Отрывок текста >>
------------------------------------------------------------
Президент прислушивался к обеим точкам зрения со всеми их многочисленными нюансами, но больше доверял собственным чувствам и настроениям. А таковые не просто часто менялись в зависимости от характера поступавших донесений, но чуть ли не раздваивались. При этом, однако, общим направлением чувств и размышлений все больше становились отвращение и ненависть к самой мысли о возможности ядерной войны.
10 октября Рональд посмотрел фантастический телевизионный фильм «На следующий день», в котором рассказывалось о ядерной атаке на американский город Канзас и о том, какие ужасы там происходили после атаки. В своем дневнике он записал, что фильм произвел на него такое впечатление, что он «впал в депрессию»[500].
Незадолго до учений, в конце октября, Рейган посетил проходившее в Пентагоне совещание высших воинских чинов по вопросам возможной ядерной войны. Согласно мнению министра обороны Вайнбергера, президент «проявил глубочайшее отвращение к самой идее ядерной войны… Эти военные игры напоминают ужасные фантастические события, которые сопровождают такой сценарий»[501]. Как видно, Рейган все еще находился под впечатлением фильма, просмотренного за три недели перед этим. Сам же Рейган в своих воспоминаниях, объединяя это посещение и то, что он наблюдал в так называемом «ситуационном зале» Белого дома (специальном подземном помещении, созданном еще при Франклине Рузвельте во время Второй мировой войны), откуда он руководил учениями, писал, что это был для него «самый отрезвляющий опыт»[502].
------------------------------------------------------------
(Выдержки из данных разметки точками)
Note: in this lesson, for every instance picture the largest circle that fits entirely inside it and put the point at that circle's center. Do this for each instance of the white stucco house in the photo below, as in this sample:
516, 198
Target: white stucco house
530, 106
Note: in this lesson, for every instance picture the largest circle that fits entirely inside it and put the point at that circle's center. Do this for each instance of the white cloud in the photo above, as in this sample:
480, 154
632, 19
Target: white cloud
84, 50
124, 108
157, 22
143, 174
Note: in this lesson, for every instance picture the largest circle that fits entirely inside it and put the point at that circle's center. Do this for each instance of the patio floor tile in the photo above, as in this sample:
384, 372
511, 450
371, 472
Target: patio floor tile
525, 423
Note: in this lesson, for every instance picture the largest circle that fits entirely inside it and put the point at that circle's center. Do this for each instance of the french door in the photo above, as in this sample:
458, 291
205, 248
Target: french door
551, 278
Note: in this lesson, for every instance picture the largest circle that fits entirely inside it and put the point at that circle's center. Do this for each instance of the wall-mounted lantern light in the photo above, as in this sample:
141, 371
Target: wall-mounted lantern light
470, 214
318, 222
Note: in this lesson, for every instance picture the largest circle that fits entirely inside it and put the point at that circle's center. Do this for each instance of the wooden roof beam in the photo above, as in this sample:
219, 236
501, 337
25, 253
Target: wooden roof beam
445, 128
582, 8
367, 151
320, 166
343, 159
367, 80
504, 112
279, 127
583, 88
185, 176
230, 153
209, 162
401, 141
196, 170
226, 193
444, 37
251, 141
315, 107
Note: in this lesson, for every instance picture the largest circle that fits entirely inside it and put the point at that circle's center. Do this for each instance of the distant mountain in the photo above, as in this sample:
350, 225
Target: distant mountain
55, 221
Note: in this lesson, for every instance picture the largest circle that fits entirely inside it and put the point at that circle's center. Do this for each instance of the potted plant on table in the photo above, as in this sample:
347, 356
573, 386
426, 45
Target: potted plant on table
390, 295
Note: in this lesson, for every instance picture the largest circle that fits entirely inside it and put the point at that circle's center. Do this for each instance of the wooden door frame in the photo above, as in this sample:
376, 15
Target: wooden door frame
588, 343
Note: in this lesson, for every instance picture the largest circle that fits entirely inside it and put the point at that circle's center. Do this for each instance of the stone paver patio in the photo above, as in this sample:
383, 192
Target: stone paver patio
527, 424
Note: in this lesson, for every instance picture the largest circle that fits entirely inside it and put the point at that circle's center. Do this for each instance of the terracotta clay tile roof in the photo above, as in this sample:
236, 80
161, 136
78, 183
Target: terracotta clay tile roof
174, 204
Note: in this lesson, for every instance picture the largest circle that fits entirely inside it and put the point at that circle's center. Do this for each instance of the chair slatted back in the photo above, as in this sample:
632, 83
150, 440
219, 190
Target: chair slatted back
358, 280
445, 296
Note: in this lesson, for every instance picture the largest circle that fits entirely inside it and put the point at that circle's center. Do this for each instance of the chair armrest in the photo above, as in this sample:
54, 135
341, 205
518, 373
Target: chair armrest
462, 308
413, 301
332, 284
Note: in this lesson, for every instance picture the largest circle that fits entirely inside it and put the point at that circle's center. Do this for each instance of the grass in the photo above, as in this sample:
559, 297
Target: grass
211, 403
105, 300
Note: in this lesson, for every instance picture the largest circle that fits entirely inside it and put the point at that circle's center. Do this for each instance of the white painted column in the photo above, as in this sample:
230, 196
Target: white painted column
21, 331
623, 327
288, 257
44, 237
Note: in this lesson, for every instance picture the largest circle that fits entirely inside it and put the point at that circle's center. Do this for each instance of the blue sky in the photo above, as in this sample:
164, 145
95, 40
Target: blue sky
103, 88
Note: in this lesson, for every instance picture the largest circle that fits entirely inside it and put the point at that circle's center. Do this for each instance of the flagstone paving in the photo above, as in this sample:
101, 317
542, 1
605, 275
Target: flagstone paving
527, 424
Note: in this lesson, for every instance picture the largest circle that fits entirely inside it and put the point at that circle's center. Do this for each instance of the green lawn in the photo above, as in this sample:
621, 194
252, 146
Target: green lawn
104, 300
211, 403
------------------------------------------------------------
Задание >> Выпишите дословно часть отрывка о Рейгане: начните со слов "Президент прислушивался к", а закончите на словах "возможности ядерной войны.".

Ответ >>
Президент прислушивался к обеим точкам зрения со всеми их многочисленными нюансами, но больше доверял собственным чувствам и настроениям. А таковые не просто часто менялись в зависимости от характера поступавших донесений, но чуть ли не раздваивались. При этом, однако, общим направлением чувств и размышлений все больше становились отвращение и ненависть к самой мысли о возможности ядерной войны.